● GIVEN EXERCISE: Reproduce all the entries exactly and keep the pictures out.

Dataset excerpts on object pointing:
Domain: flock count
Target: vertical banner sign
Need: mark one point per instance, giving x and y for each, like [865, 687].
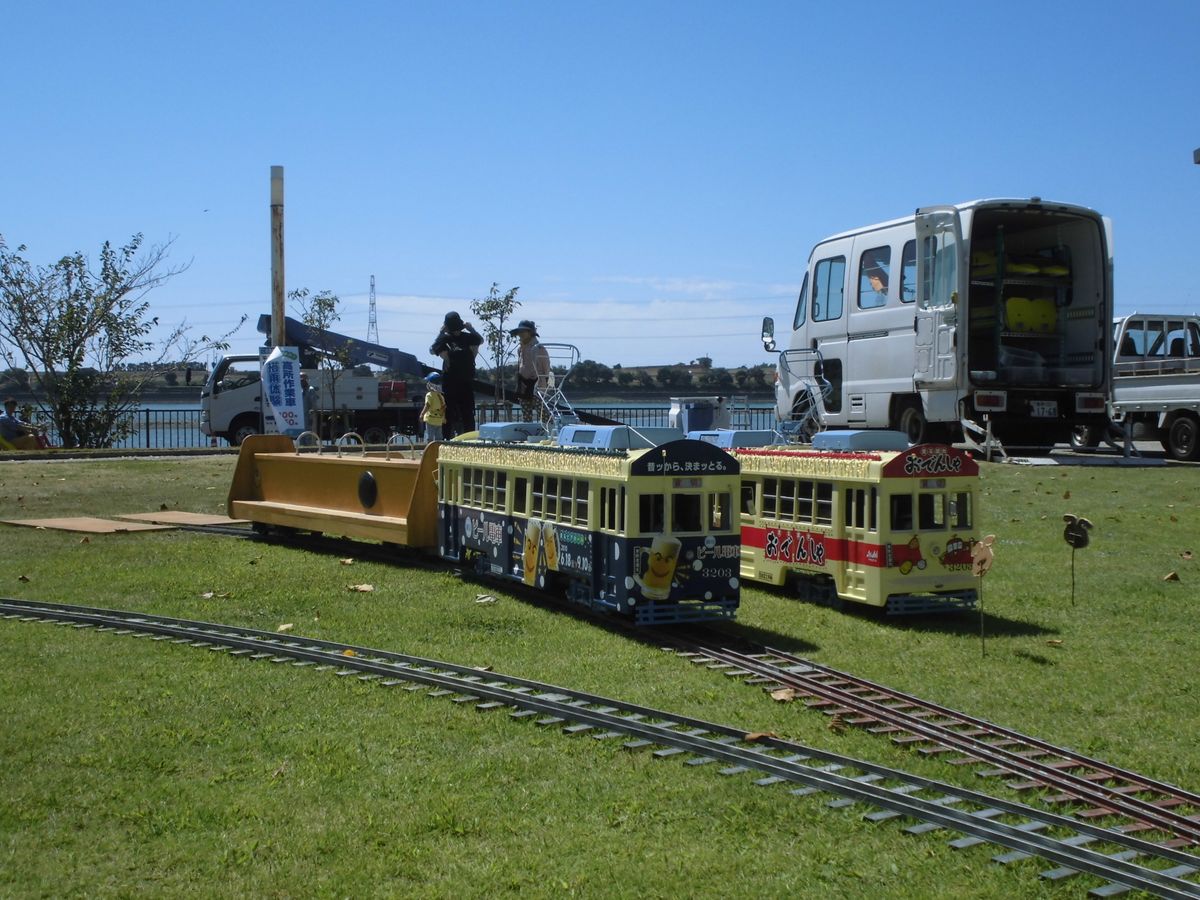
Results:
[281, 387]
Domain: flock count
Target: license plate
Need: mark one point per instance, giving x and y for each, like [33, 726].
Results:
[1044, 408]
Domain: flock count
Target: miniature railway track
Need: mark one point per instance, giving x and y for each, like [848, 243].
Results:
[1096, 789]
[1120, 858]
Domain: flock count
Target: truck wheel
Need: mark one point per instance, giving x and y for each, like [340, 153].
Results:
[912, 423]
[375, 435]
[241, 429]
[1183, 438]
[1084, 437]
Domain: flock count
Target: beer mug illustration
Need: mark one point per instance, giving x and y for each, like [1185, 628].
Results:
[550, 543]
[658, 567]
[532, 543]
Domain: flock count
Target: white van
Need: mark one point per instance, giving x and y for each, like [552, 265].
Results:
[995, 310]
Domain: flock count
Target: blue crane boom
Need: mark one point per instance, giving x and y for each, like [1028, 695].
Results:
[348, 349]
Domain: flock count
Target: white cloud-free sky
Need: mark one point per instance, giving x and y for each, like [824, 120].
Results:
[651, 174]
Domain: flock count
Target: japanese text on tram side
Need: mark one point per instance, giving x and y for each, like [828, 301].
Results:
[673, 467]
[935, 463]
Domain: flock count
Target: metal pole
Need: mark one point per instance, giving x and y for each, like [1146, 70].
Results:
[277, 333]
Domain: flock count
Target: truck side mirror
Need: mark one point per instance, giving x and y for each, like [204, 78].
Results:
[768, 333]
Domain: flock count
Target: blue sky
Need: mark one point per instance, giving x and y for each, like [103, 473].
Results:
[651, 174]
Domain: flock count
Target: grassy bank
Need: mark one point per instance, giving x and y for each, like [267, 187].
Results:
[145, 768]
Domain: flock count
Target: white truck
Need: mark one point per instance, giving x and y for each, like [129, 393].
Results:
[347, 400]
[1156, 384]
[955, 318]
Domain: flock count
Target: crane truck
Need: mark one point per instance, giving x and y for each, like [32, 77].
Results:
[348, 399]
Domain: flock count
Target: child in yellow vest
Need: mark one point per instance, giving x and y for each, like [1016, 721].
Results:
[433, 413]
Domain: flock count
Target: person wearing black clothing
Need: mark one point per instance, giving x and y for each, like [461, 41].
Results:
[457, 343]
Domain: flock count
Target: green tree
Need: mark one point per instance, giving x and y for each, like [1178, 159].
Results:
[591, 373]
[675, 377]
[76, 328]
[493, 311]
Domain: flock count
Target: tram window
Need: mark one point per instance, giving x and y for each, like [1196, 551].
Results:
[490, 489]
[804, 502]
[825, 503]
[748, 498]
[581, 502]
[685, 513]
[931, 511]
[856, 508]
[651, 508]
[787, 499]
[565, 499]
[960, 510]
[769, 496]
[719, 508]
[539, 495]
[901, 513]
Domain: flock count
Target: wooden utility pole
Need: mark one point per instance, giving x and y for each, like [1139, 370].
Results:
[277, 331]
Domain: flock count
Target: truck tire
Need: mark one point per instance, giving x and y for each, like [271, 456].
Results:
[1182, 439]
[1084, 437]
[911, 420]
[241, 429]
[375, 435]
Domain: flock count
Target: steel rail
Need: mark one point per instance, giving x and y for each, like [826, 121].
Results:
[1133, 778]
[1079, 787]
[561, 705]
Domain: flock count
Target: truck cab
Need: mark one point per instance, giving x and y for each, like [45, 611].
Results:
[990, 311]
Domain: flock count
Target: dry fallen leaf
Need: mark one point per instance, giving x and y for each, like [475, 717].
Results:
[760, 736]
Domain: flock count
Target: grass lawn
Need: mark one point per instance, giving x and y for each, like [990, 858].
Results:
[139, 768]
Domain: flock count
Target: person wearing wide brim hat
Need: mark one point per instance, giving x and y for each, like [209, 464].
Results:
[533, 366]
[433, 413]
[456, 346]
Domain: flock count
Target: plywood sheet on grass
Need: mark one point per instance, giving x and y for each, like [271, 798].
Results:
[174, 516]
[87, 523]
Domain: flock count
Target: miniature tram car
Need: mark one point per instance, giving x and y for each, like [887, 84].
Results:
[645, 532]
[861, 516]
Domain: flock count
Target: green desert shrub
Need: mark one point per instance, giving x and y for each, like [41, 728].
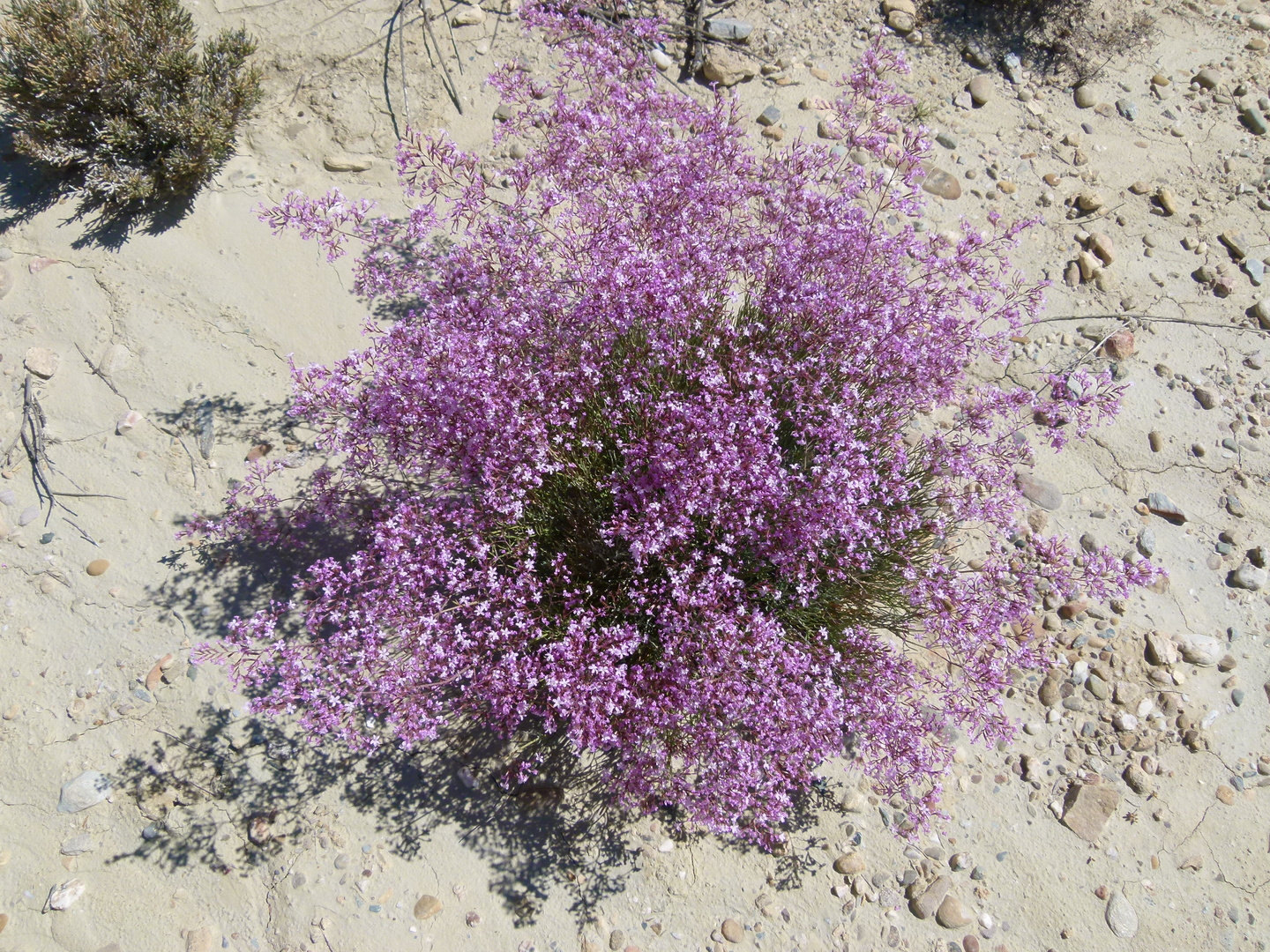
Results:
[113, 94]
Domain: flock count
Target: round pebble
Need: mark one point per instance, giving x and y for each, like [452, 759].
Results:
[427, 906]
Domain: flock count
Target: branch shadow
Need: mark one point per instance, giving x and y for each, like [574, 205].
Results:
[1059, 37]
[231, 795]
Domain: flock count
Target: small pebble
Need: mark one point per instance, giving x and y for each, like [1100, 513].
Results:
[427, 906]
[1122, 917]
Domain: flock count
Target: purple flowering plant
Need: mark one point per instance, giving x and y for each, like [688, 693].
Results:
[675, 460]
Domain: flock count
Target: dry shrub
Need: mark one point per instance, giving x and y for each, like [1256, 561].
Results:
[115, 97]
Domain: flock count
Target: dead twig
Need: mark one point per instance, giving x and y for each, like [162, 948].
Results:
[444, 71]
[97, 372]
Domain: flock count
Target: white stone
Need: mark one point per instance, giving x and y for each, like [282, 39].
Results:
[64, 896]
[42, 362]
[86, 790]
[1122, 917]
[347, 163]
[1201, 651]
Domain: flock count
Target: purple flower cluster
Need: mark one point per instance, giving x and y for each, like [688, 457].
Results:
[676, 456]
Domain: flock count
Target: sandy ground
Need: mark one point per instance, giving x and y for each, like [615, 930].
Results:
[220, 830]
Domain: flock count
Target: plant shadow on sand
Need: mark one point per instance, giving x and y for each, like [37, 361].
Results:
[240, 793]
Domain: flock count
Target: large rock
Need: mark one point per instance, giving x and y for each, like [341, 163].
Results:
[900, 22]
[1161, 649]
[1044, 494]
[1249, 576]
[348, 163]
[925, 905]
[86, 790]
[467, 17]
[979, 88]
[952, 914]
[42, 362]
[1087, 809]
[729, 28]
[848, 865]
[1122, 917]
[1201, 651]
[725, 68]
[943, 184]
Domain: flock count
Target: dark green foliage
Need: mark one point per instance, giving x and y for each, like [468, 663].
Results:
[115, 95]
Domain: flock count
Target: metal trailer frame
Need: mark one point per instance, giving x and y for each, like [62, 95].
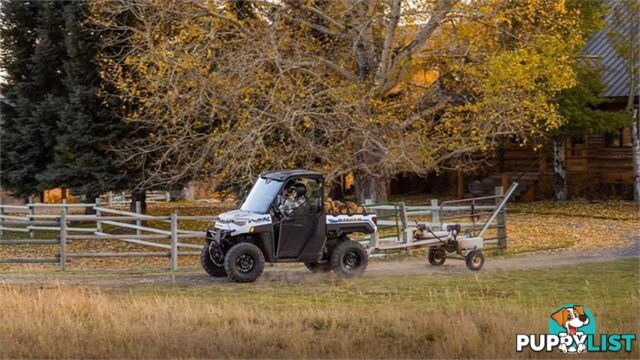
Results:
[447, 240]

● SOLVED EXERCISE:
Domain: flock count
Target: vertical banner sign
Need: mark one point per instance, giving x and y for each, like [865, 687].
Results:
[281, 387]
Domain: flock count
Target: license plate
Need: mark one point per instance, giving x and y for each, like [33, 726].
Results:
[1044, 408]
Domain: flock count
Target: miniature railway track
Need: mark one point per instance, giving x and y for each, like [848, 243].
Results:
[1096, 789]
[1120, 858]
Domain: flock count
Target: truck wheel
Need: mark one point per instance, giving x and y for each, like [340, 153].
Results:
[912, 423]
[375, 435]
[241, 429]
[1183, 438]
[1084, 437]
Domain: flock count
Target: beer mug illustration
Need: mark one point per instance, giving x and y for each, like [1185, 628].
Results:
[550, 543]
[658, 567]
[532, 543]
Domain: flock count
Target: white van
Need: mark one point per instance, giving x and y for each, like [552, 265].
Results:
[995, 310]
Domain: flock count
Target: blue crane boom
Need: mark one point per instance, giving x and y for each, like [1028, 695].
Results:
[348, 349]
Domain: flock count
Target: white cloud-free sky
Need: mark one point per instance, giving x and y for each, like [824, 120].
Results:
[651, 174]
Domain: flock count
Target: japanese text on tram side
Need: mark one point per instance, giving x and y for each, like [828, 301].
Results:
[673, 467]
[935, 463]
Domain: flock count
Target: metal pole
Need: mark one point per instance, giving x and y for each, like [1146, 70].
Results:
[277, 333]
Domain: flock count
Target: truck side mirror
Need: mark one point per instance, giving x and y for each, like [204, 78].
Results:
[768, 333]
Domain: flock count
Target: blue sky
Need: mark one point per instance, giving x and y for each, like [103, 473].
Results:
[651, 174]
Domain: flock count
Target: grassy bank
Need: mark one point per instance, giving x and y for each, like [267, 187].
Results:
[145, 768]
Domain: flock count
Target: white truck
Need: mark one point per instance, giving x and y for each, like [129, 393].
Results:
[347, 400]
[1156, 384]
[955, 318]
Domain: flock count
Target: crane truck
Need: mark one point per instance, giving x and y for each, like [32, 77].
Results:
[348, 399]
Domain: flock count
Target: child in yellow vest
Need: mark one point per instance, giving x and y for each, like [1016, 721].
Results:
[433, 413]
Domain: flock count
Target: person wearing black clothing
Need: mark one point per instance, giving x and y for each, like [461, 41].
Results:
[457, 343]
Domain: flock count
Target: green tree
Need: mark one point per instance, giving x and y for each, like [1178, 159].
Results:
[591, 373]
[675, 377]
[76, 328]
[493, 311]
Domain: flock count
Target: tram window
Need: mark one point per instance, giving x and y for each, like [1196, 551].
Results:
[490, 489]
[804, 502]
[825, 503]
[748, 498]
[581, 502]
[685, 513]
[931, 511]
[856, 508]
[651, 508]
[787, 499]
[565, 499]
[960, 510]
[769, 496]
[719, 508]
[539, 495]
[901, 513]
Domain: flock count
Target: wooden utility pole
Need: mark one point per instance, giving x and y for each, like [1139, 370].
Results:
[277, 331]
Domain: flock count
Target: truck tire
Need: mark one point per instance, giving x and y for each, like [271, 456].
Results:
[1182, 439]
[1084, 437]
[911, 420]
[241, 429]
[375, 435]
Domain: flock count
Target: steel rail
Need: mark one point per instance, giving x and y for each, like [826, 121].
Results:
[1133, 778]
[1079, 787]
[561, 705]
Domain: flock count
Target: truck cab
Need: mark one point per instance, giving x and y for each, like [45, 611].
Results:
[990, 311]
Domain: flock count
Target: dry fallen leaf
Need: mark one point per instance, giving x and y for each, like [475, 717].
Results:
[760, 736]
Domain: flock count
Target: grass lawn
Need: mark one point per instance, giving x and y for each, like [990, 858].
Results:
[139, 768]
Domain: flock count
Target: person wearing wide brim hat
Need: mark one point per instance, giving x and y for each, like [209, 464].
Results:
[533, 366]
[433, 413]
[456, 346]
Domain: flock count
Target: plywood sheet on grass
Need: mark one point per instance, giving x and y for each, like [271, 798].
Results:
[174, 516]
[87, 523]
Domain: flock count
Target: miniature tram car
Need: mark one point per instance, giving x and y for each, like [887, 84].
Results:
[645, 532]
[861, 516]
Domain: flock count
Target: green desert shrub
Need: mark one point per instance, giving x and y for each, like [41, 728].
Results:
[113, 94]
Domain: flock count
Target: round pebble
Need: mark one point per instance, giving x and y for each, like [452, 759].
Results:
[427, 906]
Domain: flock count
Target: branch shadow
Need: mark one point per instance, giving x and y for each, like [574, 205].
Results:
[1059, 37]
[231, 795]
Domain: flock count
Target: small pebble
Need: mark one point per instance, giving x and y for each, like [1100, 513].
Results:
[427, 906]
[1122, 917]
Domain: flock count
Target: purple flowering plant
Need: mark one point per instance, giving x and y for each, like [688, 693].
Results:
[675, 460]
Domain: flock count
Target: dry shrub
Need: mark one point per instance, giving x and y for each, like [1256, 561].
Results:
[115, 97]
Domain: flock count
Target: dead twig
Need: mark one point per instance, giving x and y for each, like [162, 948].
Results:
[444, 71]
[97, 372]
Domain: flock count
Target: white stone
Need: mark one point per instance, giving x and y for each, like [282, 39].
Results:
[64, 896]
[42, 362]
[86, 790]
[1122, 917]
[347, 163]
[1201, 651]
Domain: flock count
Target: purple flower cluster
Need: mark one point per instance, giving x and y for each, like [688, 457].
Results:
[676, 456]
Domain: flock count
Target: sandy ground
Need: mark one point per instance, giving x and y for each, like [615, 930].
Results:
[220, 830]
Domain: flock count
Target: plant shadow on sand
Need: mark one point per instance, giving x and y for each, like [37, 361].
Results:
[240, 793]
Domain: flock count
Target: large rock
Need: mark one point per instance, giving x and y for each, like [341, 163].
Results:
[900, 22]
[1161, 649]
[1044, 494]
[1249, 576]
[348, 163]
[925, 905]
[86, 790]
[467, 17]
[979, 88]
[952, 914]
[42, 362]
[1087, 809]
[729, 28]
[848, 865]
[1122, 917]
[1201, 651]
[725, 68]
[943, 184]
Domain: flock count
Target: dark green foliage
Need: mark one point per instance, giving x and y for each, like [468, 663].
Results:
[115, 95]
Domain: flock count
Target: metal trailer frame
Need: mark one point per instance, giving x and y for each, like [62, 95].
Results:
[447, 240]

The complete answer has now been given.